What is required
Repeat the records exactly. Every line must match.

[Location annotation dataset excerpts]
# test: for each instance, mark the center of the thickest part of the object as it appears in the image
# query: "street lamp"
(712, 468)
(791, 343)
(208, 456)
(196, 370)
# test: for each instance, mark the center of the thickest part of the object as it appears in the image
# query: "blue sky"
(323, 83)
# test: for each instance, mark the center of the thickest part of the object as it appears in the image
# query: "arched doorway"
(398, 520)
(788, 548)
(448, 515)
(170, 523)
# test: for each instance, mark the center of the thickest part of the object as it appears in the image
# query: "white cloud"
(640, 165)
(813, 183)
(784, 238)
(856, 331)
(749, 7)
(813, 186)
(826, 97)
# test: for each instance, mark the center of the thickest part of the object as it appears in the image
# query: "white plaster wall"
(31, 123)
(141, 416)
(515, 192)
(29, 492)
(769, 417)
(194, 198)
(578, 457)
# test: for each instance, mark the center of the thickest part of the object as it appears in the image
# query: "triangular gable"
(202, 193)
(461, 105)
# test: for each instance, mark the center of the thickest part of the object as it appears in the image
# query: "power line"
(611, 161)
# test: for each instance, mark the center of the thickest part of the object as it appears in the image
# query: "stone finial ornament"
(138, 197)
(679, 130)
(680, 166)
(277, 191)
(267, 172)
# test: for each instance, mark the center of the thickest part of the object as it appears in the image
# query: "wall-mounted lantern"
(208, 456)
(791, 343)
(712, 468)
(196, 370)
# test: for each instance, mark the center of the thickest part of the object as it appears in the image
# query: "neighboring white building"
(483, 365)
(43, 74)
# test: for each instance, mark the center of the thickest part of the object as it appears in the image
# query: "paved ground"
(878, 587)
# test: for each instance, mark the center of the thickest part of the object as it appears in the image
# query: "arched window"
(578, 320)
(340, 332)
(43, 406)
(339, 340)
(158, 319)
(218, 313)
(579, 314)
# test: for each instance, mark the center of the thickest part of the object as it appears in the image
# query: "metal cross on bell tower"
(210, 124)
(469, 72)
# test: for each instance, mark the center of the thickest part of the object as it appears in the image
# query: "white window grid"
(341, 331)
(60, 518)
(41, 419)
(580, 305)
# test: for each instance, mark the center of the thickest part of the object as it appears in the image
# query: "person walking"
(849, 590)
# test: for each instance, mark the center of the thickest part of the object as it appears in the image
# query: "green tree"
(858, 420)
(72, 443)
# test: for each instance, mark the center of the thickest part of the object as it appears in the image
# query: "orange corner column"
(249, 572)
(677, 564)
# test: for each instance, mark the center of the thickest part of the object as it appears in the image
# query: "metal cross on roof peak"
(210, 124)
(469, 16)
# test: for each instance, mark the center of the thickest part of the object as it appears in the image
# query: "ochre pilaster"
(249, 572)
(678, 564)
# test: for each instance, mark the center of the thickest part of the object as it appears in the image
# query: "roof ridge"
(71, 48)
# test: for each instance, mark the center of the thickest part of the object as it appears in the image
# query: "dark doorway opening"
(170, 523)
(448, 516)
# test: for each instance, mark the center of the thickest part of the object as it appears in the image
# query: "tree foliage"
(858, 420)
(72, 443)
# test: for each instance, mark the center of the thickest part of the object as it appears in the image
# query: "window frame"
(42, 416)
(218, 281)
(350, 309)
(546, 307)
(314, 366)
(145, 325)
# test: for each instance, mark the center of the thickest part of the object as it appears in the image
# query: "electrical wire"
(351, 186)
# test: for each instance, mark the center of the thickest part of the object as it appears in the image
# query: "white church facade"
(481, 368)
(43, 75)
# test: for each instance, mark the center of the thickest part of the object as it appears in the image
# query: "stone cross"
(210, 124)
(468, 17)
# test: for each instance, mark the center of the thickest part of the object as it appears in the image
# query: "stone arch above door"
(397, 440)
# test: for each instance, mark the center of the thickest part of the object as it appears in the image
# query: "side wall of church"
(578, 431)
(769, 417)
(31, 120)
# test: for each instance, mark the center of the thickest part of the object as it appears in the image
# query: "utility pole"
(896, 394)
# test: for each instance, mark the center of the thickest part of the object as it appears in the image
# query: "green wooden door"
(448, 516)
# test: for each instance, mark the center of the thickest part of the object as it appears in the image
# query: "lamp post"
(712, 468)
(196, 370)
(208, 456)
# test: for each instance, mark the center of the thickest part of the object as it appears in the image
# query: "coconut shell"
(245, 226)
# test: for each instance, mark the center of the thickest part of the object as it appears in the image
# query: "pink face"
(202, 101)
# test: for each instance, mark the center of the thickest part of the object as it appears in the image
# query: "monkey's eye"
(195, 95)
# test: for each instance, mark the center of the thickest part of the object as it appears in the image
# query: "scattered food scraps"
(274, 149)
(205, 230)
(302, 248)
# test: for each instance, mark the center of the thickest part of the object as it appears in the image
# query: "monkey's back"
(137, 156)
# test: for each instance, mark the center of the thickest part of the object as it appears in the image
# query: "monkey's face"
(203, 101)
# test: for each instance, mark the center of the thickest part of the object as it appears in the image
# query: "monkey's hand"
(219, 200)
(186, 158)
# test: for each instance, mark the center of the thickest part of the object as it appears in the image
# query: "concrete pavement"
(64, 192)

Result of the task
# test: for each instance, mark the center of the thickest part of the object as it appears in the image
# query: "street lamp"
(712, 468)
(791, 343)
(208, 456)
(196, 370)
# test: for each instance, mark the center of the thickest part of the object as it appears in the image
# query: "blue sky"
(323, 83)
# test: for each instance, mark the center of the thickest part of the object as it appears in the image
# query: "arched doorway"
(398, 520)
(788, 548)
(448, 515)
(170, 523)
# test: for each instance, mark the center of the thickest part of the object as it appears in the image
# query: "white cloud"
(640, 165)
(813, 183)
(784, 238)
(856, 331)
(749, 7)
(813, 186)
(826, 97)
# test: for each instance, mark the center of the thickest part of the object as it appears in the image
# query: "white plaster wall"
(31, 123)
(141, 416)
(515, 192)
(29, 492)
(769, 417)
(194, 198)
(578, 457)
# test: for each instance, mark the center of the thickest part of the object as it appears in the image
# query: "triangular gable"
(202, 193)
(461, 105)
# test: for each instance, mark the center of the thickest part of the object as it appears in the image
# query: "power line"
(611, 161)
# test: for each instance, mark the center of the thickest part of the object as it appears in the image
# query: "stone finial ornament"
(138, 197)
(679, 130)
(680, 166)
(277, 191)
(267, 172)
# test: for each instance, mark the center of the thickest part of the object as it appears in the image
# query: "wall-mounted lantern"
(208, 456)
(791, 343)
(712, 468)
(196, 370)
# test: for each instance, mark the center of the thickest part of the object as it appears in the image
# query: "neighboring white building"
(483, 365)
(43, 74)
# test: for each instance, mark the center of the thickest part of the object as it appears in the image
# query: "paved ground"
(878, 587)
# test: for each instance, mark the center of the thickest part of the object as it appears in the image
# query: "arched window"
(578, 320)
(340, 332)
(43, 406)
(339, 340)
(158, 319)
(218, 313)
(579, 314)
# test: for each instance, mark the center of the thickest part of the object as it appears in the image
# query: "metal cross on bell tower"
(210, 124)
(469, 72)
# test: for each instance, mark the center of the thickest part of the object as it appears in the image
# query: "white window grid"
(341, 331)
(60, 518)
(41, 419)
(580, 305)
# test: for each instance, mark the center of the thickest part of the object as it appears in the image
# query: "person walking"
(849, 590)
# test: for each instance, mark the center of the thickest part of the object as it appears in the image
# query: "green tree"
(858, 420)
(72, 443)
# test: for each instance, mark the center of the thickest part of the object as it appears in the image
# query: "orange corner column"
(249, 572)
(677, 564)
# test: for each instance, mark the center of the thickest part of the object as it appears in the image
# query: "metal cross on roof peak"
(210, 124)
(469, 16)
# test: for each instance, mark the center of the thickest part of the object as it appears in the image
# query: "ochre pilaster"
(249, 572)
(678, 564)
# test: for each instance, mark the center of the thickest part of the object as it appears in the image
# query: "roof ridge"
(71, 48)
# test: for each instance, mark the center of the thickest part of the object as it appears in the image
# query: "dark doorway opening"
(170, 523)
(448, 516)
# test: for each instance, mark the center of the thickest part of the object as it appears in the image
# query: "tree foliage"
(858, 420)
(72, 443)
# test: for each instance, mark the center of the thickest part of the object as it appears in the image
# query: "window frame"
(42, 416)
(218, 281)
(350, 309)
(546, 307)
(314, 366)
(145, 325)
# test: for each instance, mark the center of the thickest part of the object as it appears in the image
# query: "electrical wire"
(351, 186)
# test: for each instance, mark the center of the thickest part of the object as it appears in the image
# query: "white church facade"
(481, 368)
(43, 75)
# test: for each instance, mark the center of the thickest part of the object as it appears in the image
# query: "stone cross"
(210, 124)
(468, 17)
# test: for each instance, mark the center of the thickest part of the object as it appears in the image
# query: "stone arch above door"
(397, 440)
# test: for each instance, mark the center of the thickest part of the object as it appears in the image
# query: "side wall of church"
(578, 431)
(769, 417)
(31, 120)
# test: for each instance, mark the center of the thickest part of the object as it appears in the image
# query: "utility pole"
(896, 394)
# test: for each instance, mark the center of the thickest part of the object as it appears in the image
# query: "green wooden door"
(448, 516)
# test: for each instance, mark the center of the thickest part of the object as it appears in the image
# query: "lamp post"
(712, 468)
(196, 370)
(208, 456)
# test: for each instance, mark the center of the thickest part of the object as it appears in the image
# query: "coconut shell"
(245, 226)
# test: for each instance, mark the center of the thickest part of the object as it appears in the image
# query: "pink face"
(202, 101)
# test: for each instance, mark the center of the thickest part of the object as it appears in the image
# query: "monkey's eye"
(195, 95)
# test: for each instance, mark the center of the thickest part of the object as it appears in the image
# query: "scattered food scraps"
(274, 149)
(205, 230)
(302, 248)
# test: for each instance, mark the center of the thickest part of the object as it appears in the image
# query: "monkey's back"
(137, 156)
# test: for each instance, mark the center of the thickest part of the object as it appears in the image
# query: "monkey's face"
(203, 101)
# test: for each instance, mark the center of the thickest part of the object as it appears in the image
# query: "monkey's hand"
(219, 200)
(186, 158)
# test: for each instance, mark the center of the thickest part of the object as it appears in the image
# query: "concrete pavement"
(64, 192)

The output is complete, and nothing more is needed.